Dataset excerpts:
---

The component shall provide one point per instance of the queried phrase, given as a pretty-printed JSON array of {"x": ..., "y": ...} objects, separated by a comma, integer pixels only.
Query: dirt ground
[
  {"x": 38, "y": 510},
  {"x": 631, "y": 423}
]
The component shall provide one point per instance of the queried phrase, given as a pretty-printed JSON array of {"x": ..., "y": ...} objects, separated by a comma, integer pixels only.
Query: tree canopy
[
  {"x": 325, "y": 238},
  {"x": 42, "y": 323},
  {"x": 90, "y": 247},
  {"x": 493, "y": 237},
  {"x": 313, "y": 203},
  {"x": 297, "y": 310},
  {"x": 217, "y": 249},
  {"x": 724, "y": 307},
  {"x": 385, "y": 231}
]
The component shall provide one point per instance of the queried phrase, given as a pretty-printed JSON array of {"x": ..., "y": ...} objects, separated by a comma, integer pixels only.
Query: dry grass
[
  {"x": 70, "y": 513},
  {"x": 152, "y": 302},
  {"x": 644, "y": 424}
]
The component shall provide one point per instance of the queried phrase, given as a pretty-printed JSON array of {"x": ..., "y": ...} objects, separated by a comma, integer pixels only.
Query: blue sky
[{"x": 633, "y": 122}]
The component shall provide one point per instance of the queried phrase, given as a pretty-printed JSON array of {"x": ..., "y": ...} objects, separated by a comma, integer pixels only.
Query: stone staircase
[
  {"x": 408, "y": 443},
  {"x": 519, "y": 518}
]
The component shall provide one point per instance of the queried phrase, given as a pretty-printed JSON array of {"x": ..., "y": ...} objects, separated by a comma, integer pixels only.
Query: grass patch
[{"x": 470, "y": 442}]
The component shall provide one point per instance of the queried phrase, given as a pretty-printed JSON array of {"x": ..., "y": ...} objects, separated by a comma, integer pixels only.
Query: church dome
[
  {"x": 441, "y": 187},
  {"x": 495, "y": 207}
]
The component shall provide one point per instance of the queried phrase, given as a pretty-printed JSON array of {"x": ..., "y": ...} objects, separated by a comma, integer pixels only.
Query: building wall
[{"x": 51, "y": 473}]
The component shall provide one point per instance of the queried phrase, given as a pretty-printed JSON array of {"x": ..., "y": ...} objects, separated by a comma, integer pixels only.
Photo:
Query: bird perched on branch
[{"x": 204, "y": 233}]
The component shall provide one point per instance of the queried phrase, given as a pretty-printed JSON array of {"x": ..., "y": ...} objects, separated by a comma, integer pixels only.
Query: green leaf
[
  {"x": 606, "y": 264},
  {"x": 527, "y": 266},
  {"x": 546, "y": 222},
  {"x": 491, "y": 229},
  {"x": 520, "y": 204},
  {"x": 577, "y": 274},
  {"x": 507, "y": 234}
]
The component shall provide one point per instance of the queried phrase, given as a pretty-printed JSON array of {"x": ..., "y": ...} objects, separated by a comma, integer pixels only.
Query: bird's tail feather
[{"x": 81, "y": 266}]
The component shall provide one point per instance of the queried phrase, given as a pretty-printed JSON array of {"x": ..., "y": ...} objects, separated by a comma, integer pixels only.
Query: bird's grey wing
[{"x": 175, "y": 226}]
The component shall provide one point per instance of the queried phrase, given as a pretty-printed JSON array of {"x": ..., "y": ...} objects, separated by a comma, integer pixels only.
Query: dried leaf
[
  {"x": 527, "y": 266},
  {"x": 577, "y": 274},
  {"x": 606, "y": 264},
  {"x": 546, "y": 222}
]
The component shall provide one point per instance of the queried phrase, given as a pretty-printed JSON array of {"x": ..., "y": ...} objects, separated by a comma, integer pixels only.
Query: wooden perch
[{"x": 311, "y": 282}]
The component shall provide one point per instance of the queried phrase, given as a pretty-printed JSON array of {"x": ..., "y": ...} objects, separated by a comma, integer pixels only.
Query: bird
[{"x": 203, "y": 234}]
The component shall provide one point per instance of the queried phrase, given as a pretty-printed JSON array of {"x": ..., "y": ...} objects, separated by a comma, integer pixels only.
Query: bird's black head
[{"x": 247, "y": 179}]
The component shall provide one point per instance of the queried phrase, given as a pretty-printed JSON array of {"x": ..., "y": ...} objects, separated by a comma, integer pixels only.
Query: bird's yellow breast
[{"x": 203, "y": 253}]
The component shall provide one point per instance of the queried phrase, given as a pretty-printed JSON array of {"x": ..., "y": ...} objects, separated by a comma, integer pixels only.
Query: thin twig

---

◆ **PROBLEM REQUIREMENTS**: The entries above are to be transcribed in full and without error.

◆ **EXERCISE OUTPUT**:
The component shall provide one point per instance of the queried phrase, given as a pretty-printed JSON array of {"x": ..., "y": ...} objects, separated by a comma, integer pixels only.
Query: dirt ground
[
  {"x": 38, "y": 510},
  {"x": 631, "y": 423}
]
The component shall provide one point per instance of the queried phrase, given as a pretty-printed JSON array of {"x": ..., "y": ...} objects, separated by a comma, integer pixels only.
Query: tree canopy
[
  {"x": 325, "y": 238},
  {"x": 42, "y": 323},
  {"x": 90, "y": 247},
  {"x": 493, "y": 237},
  {"x": 313, "y": 203},
  {"x": 297, "y": 310},
  {"x": 217, "y": 249},
  {"x": 724, "y": 307},
  {"x": 385, "y": 231}
]
The component shall provide one point per instance of the queried phrase, given as a pretty-printed JSON array of {"x": ..., "y": ...} objects, separated by a comma, integer pixels only.
Query: dry grass
[
  {"x": 70, "y": 513},
  {"x": 152, "y": 302},
  {"x": 644, "y": 424}
]
The component shall provide one point per instance of the queried phrase, given as a pretty-printed JSON array of {"x": ..., "y": ...} objects, separated by a comma, integer pixels only.
Query: blue sky
[{"x": 633, "y": 122}]
The component shall provide one point per instance of the queried phrase, given as a pretty-printed JSON array of {"x": ..., "y": ...} objects, separated by a comma, integer pixels only.
Query: stone staircase
[
  {"x": 408, "y": 443},
  {"x": 519, "y": 518}
]
The component shall provide one point per instance of the queried phrase, given as a pretty-printed JSON array of {"x": ..., "y": ...} objects, separated by a comma, integer pixels only.
Query: grass patch
[{"x": 470, "y": 442}]
The component shall provide one point per instance of the queried phrase, given as a pretty-printed JSON array of {"x": ..., "y": ...} objects, separated by a comma, integer pixels only.
Query: church dome
[
  {"x": 441, "y": 187},
  {"x": 495, "y": 207}
]
The component shall provide one point per instance of the queried phrase, given as a pretty-printed JSON array of {"x": ..., "y": ...} objects, separated by a comma, integer pixels only.
Query: building wall
[{"x": 51, "y": 473}]
The component shall provide one point per instance of the queried phrase, given as a pretty-printed JSON array of {"x": ..., "y": ...} objects, separated by a comma, integer pixels only.
Photo:
Query: bird perched on branch
[{"x": 204, "y": 233}]
The component shall provide one point per instance of the queried phrase, given as a pretty-printed JSON array of {"x": ..., "y": ...} objects, separated by a comma, integer pixels only.
Query: green leaf
[
  {"x": 606, "y": 264},
  {"x": 527, "y": 266},
  {"x": 546, "y": 222},
  {"x": 491, "y": 229},
  {"x": 520, "y": 204},
  {"x": 577, "y": 274},
  {"x": 507, "y": 234}
]
The component shall provide one point per instance of the queried phrase, given as a pretty-printed JSON array of {"x": ..., "y": ...} objects, separated by a comma, integer pixels only.
Query: bird's tail feather
[{"x": 81, "y": 266}]
The component shall provide one point per instance of the queried phrase, given as a pretty-printed JSON array of {"x": ..., "y": ...} objects, separated by a comma, integer pixels only.
Query: bird's grey wing
[{"x": 175, "y": 226}]
The component shall provide one point per instance of the queried phrase, given as a pretty-printed JSON array of {"x": ..., "y": ...} objects, separated by a comma, integer pixels only.
Query: dried leaf
[
  {"x": 527, "y": 266},
  {"x": 577, "y": 274},
  {"x": 606, "y": 264},
  {"x": 546, "y": 222}
]
The component shall provide one point per instance of the queried phrase, given as a pretty-printed JSON array of {"x": ..., "y": ...} objects, separated by a comma, integer pixels only.
Query: wooden perch
[{"x": 311, "y": 282}]
The component shall provide one point per instance of the queried phrase, given as a pretty-printed JSON array of {"x": ..., "y": ...} objects, separated by a comma, integer pixels only.
Query: bird
[{"x": 203, "y": 234}]
The component shall provide one point per instance of the queried phrase, given as a pretty-printed JSON array of {"x": ..., "y": ...} objects, separated by a comma, integer pixels only.
Query: bird's black head
[{"x": 247, "y": 179}]
The component shall provide one point per instance of the queried phrase, given as a pretty-printed JSON array of {"x": ..., "y": ...} objects, separated by a comma, integer pixels only.
Query: bird's yellow breast
[{"x": 203, "y": 253}]
The component shall provide one point per instance of the queried phrase, given as a pretty-printed JSON array of {"x": ..., "y": ...} objects, separated by a comma, integer pixels only.
Query: thin twig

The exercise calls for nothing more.